• _Passage_:
[Start of section]

The U.S. Department of Education recently issued final regulations governing Title IX, the federal civil rights law prohibiting sex-based discrimination in education programs or activities—such as public or private schools, universities, local or state educational agencies, and museums—that receive federal financial assistance. These new regulations, issued on April 19, 2024, and slated to go into effect on August 1, 2024, make significant changes to the prior Title IX regulations issued in 2020. Whereas the 2020 regulations included a narrower definition of sexual harassment and focused on due process concerns, the 2024 regulations—more akin to the regulations under the Obama administration—broaden the focus of Title IX to sex-based harassment more generally.
In particular, the new regulations:
- Define sex-based harassment as a form of sex discrimination. While the definition of sex-based harassment still includes sexual harassment, the new regulations also make clear it includes harassment on the basis of sex stereotypes; sex characteristics; parental, family or marital status; pregnancy, lactation and related medical conditions; sexual orientation; and gender identity.
- Change the standard of sex-based harassment. Whereas the 2020 Title IX regulations required that harassing conduct be severe, pervasive and objectively offensive, the new regulations adjust the standard to require the conduct in question to be “(1) unwelcome, (2) sex-based, (3) subjectively and objectively offensive, as well as (4) so severe or pervasive (5) that it results in a limitation or denial of a person’s ability to participate in or benefit from the recipient’s education program or activity.” Previously, the 2020 regulations also required that the conduct result in a denial of the person’s ability to participate or benefit in the program or activity; the new regulations expand this to include conduct that limits participation as well.

[End of section]

• _What is required_:
According to the passage on the Title IX regulations, on what date are the new regulations slated to go into effect?

• _Given entries_:
[Start of section]

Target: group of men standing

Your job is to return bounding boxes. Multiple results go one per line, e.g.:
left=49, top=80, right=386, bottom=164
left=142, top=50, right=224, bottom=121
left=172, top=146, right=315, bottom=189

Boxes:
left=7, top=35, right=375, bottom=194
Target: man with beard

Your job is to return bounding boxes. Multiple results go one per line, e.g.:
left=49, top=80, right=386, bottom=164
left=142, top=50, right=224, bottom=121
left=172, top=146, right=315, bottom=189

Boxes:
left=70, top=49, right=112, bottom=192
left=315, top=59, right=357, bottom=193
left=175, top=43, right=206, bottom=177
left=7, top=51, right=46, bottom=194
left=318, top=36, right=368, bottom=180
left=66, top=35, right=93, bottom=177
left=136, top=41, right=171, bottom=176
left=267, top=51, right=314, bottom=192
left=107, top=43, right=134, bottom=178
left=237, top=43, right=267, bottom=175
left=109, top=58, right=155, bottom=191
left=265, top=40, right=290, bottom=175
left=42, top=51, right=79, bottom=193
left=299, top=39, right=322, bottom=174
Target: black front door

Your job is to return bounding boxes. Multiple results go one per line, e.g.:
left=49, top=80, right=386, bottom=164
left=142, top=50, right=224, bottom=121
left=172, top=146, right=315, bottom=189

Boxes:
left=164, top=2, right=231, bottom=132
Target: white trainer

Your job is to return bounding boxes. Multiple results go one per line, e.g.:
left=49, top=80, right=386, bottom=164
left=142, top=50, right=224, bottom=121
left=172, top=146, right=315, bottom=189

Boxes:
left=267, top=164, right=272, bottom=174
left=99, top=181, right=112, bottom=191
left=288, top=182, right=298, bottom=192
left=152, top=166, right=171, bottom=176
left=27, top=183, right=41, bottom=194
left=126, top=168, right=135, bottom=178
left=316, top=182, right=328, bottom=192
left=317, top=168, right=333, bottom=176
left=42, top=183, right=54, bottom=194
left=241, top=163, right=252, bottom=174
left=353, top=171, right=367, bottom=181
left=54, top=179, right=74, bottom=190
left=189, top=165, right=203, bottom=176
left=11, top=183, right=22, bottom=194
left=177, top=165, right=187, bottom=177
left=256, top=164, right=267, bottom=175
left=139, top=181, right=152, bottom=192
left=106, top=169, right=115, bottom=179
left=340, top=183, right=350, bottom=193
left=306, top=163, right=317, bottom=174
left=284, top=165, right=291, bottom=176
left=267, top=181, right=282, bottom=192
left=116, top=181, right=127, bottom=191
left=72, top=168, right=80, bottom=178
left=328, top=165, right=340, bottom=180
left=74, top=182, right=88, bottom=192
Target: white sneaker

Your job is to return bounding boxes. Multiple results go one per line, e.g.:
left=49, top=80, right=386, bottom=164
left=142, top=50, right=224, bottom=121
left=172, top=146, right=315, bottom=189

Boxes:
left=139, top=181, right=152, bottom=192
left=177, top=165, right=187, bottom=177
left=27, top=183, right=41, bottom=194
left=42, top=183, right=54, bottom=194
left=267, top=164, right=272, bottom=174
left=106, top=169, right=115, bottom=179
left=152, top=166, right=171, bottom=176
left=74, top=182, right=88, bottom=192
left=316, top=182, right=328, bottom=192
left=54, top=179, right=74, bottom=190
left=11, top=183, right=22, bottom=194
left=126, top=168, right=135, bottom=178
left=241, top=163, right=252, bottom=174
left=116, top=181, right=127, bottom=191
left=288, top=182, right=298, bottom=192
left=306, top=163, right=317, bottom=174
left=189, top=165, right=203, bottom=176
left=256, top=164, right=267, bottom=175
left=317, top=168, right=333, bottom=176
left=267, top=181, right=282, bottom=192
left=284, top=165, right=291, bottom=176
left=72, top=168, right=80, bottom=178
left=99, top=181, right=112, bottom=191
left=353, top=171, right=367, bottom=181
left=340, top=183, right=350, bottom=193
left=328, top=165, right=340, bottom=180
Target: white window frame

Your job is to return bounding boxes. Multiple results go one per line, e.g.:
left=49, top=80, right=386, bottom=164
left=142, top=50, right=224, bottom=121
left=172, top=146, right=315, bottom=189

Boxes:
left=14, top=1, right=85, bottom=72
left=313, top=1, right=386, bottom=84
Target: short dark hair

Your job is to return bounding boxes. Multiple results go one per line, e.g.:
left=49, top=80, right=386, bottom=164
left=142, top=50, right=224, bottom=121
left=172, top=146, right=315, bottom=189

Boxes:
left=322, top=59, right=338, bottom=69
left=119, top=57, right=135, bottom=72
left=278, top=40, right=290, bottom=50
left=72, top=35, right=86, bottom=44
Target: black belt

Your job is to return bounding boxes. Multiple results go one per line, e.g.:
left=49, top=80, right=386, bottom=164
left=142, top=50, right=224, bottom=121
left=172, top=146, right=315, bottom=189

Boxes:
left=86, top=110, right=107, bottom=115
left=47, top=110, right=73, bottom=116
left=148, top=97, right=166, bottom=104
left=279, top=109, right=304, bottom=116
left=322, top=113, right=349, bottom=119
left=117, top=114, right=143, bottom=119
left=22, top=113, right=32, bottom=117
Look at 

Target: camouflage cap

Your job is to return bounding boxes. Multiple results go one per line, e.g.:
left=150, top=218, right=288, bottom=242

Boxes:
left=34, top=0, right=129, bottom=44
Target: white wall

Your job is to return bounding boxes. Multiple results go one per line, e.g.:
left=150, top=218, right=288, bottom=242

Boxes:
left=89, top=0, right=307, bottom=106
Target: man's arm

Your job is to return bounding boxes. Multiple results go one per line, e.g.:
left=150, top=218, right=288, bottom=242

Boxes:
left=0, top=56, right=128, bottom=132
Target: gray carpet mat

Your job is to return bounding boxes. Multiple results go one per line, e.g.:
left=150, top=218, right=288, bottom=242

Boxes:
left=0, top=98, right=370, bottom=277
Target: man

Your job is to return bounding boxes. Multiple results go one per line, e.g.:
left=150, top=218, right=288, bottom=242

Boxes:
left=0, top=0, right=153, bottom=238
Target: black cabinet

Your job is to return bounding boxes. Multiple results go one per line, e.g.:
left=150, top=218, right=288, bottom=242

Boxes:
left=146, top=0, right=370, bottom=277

[End of section]

• _Finished exercise_:
August 1, 2024.